§ **Ausgangstext**
◇ ◇ ◇ ◇ ◇
Die EU hat sich das Gesetz einiges kosten lassen: Allein in den Jahren 2015 bis 2020 wurden mehr als eine Milliarde Euro an Entwicklungszusammenarbeitsgeldern gezahlt. Und auch die beiden Militäreinsätze „EUCAP Sahel Niger“ und die „EU Partnership Mission Niger“ waren Teil dieser Umarmungsstrategie, in der das nigrische Militär auch zum „Kampf gegen die illegale Migration“ ausgebildet wurde. Beide Einsätze wurden mittlerweile ebenfalls von der Militärregierung gestoppt. Nicht umsonst titelte die Süddeutsche Zeitung nach der Entscheidung der Militärjunta: „Der Stoff, aus dem Europas Albträume sind“.
Die Menschen in Agadez, dem Tor zur Wüste gen Norden, sind jedoch glücklich, dass das Gesetz endlich abgeschafft wurde, berichtet Moctar Dan Yaye vom Alarmphone Sahara. Auf Aufnahmen ist zu sehen, wie die Fahrten durch die Wüste wieder bei Tageslicht stattfinden, Autos an Quellen halten, um sich mit Trinkwasser bei der langen Fahrt zu versorgen. „Weder die Fahrer noch die Migrant:innen aus dem Niger oder anderen ECOWAS-Mitgliedsstaaten müssen sich mehr verstecken“, schreibt Alarmphone Sahara.
Hinzu kommt, dass die als Schlepper verurteilten Fahrer freigelassen und rehabilitiert worden sind. Sie können ihrer Transporttätigkeit ohne Kriminalisierungsgefahr wieder aufnehmen. Fahrten finden wieder in langen Kolonnen statt, was bei Pannen und vor bewaffneten Banden schützt, die immer wieder einzelne Fahrzeuge angreifen. „Die Normalität wurde wiederhergestellt“, sagt Moctar. Denn Migration gehört zum Alltag, zur Geschichte und Kultur der nigrischen Stadt, die zu Füßen der Sahara-Wüste liegt.
Nur zu einem Bruchteil hat diese Migration in Westafrika Europa zum Ziel. Zu fast 90 Prozent ist sie zirkulär: Die Menschen gehen zum Arbeiten beispielsweise nach Algerien oder Libyen und kehren nach einer gewissen Zeit wieder zurück. Es ist der geopolitischen Gemengelage zu verdanken, die den externalisierten Grenzkontrollposten der EU hat zusammenbrechen lassen. Die Militärregierung distanziert sich von der ehemaligen Kolonialmacht Frankreich und nähert sich Russland an. So erhofft sie sich größere Handlungsoptionen.
◇ ◇ ◇ ◇ ◇
§ **Entnommenes Material**
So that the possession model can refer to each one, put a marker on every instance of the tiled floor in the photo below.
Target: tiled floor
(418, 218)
◇ ◇ ◇ ◇ ◇
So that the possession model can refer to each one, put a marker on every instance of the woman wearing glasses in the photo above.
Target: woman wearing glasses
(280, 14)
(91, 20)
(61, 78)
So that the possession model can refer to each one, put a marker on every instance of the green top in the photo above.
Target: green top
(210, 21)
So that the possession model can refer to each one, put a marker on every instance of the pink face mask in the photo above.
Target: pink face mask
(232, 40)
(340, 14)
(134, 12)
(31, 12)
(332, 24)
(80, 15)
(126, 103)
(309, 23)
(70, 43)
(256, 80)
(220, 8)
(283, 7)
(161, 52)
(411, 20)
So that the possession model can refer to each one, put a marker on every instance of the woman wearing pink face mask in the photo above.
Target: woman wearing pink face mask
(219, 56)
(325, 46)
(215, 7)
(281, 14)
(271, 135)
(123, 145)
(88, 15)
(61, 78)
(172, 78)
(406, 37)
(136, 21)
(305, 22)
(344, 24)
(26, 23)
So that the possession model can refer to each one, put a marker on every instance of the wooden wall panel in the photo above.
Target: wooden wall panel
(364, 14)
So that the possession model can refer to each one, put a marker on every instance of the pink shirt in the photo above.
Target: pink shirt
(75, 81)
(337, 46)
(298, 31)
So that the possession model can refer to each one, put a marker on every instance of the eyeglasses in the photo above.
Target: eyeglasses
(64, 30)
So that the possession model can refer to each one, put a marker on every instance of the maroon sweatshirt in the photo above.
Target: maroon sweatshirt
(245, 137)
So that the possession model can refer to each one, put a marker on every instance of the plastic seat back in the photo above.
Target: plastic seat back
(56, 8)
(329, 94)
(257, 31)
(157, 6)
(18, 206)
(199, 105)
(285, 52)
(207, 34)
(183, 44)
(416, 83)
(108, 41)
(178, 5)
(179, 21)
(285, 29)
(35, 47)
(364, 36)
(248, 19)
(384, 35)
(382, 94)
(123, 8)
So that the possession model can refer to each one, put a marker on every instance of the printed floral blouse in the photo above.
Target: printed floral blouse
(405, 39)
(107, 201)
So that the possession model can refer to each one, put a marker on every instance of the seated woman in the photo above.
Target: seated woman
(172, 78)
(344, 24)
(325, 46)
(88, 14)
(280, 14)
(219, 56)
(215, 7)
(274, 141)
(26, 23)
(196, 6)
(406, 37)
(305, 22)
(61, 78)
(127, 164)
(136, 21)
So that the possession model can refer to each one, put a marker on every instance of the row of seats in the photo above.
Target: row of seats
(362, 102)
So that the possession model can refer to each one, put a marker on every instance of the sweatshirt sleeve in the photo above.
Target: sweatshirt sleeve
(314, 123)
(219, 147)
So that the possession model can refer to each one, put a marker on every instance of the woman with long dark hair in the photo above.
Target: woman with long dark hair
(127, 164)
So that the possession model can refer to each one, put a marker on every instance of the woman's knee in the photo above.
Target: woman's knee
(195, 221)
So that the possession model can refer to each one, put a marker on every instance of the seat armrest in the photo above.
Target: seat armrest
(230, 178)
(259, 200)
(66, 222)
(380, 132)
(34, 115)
◇ ◇ ◇ ◇ ◇
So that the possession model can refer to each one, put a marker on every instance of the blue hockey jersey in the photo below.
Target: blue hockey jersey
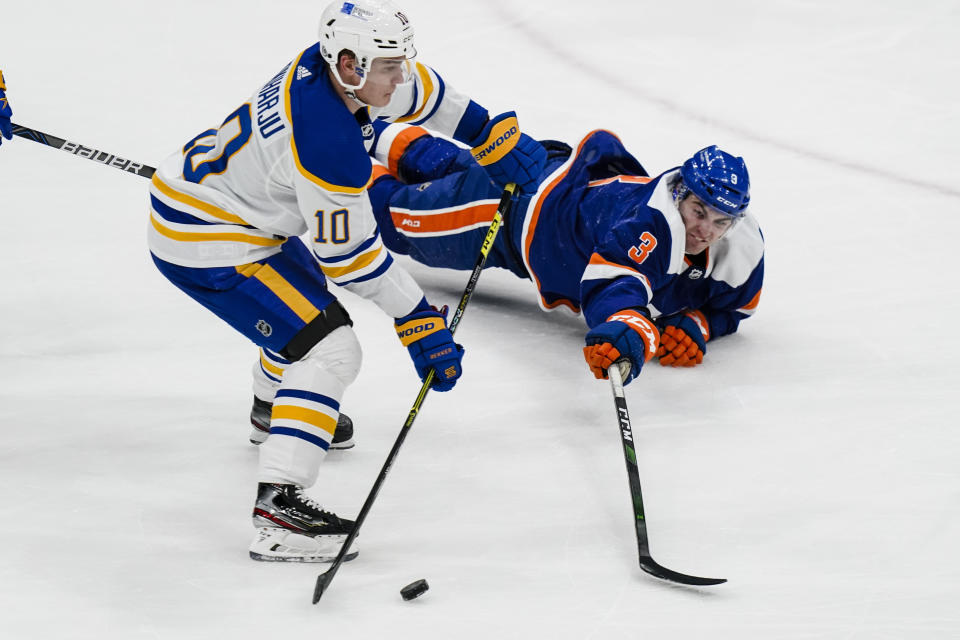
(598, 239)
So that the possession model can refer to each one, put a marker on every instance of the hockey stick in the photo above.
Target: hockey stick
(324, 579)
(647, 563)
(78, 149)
◇ ◇ ◇ ◇ ◇
§ **Aufgabenstellung**
Erklären Sie in ein bis drei Sätzen, warum die Fahrten durch die Wüste laut Ausgangstext wieder in langen Kolonnen stattfinden.

§ **Lösung**
Fahrten in langen Kolonnen bieten Schutz, wenn ein Fahrzeug eine Panne hat. Außerdem schützen sie vor bewaffneten Banden, die immer wieder einzelne Fahrzeuge angreifen.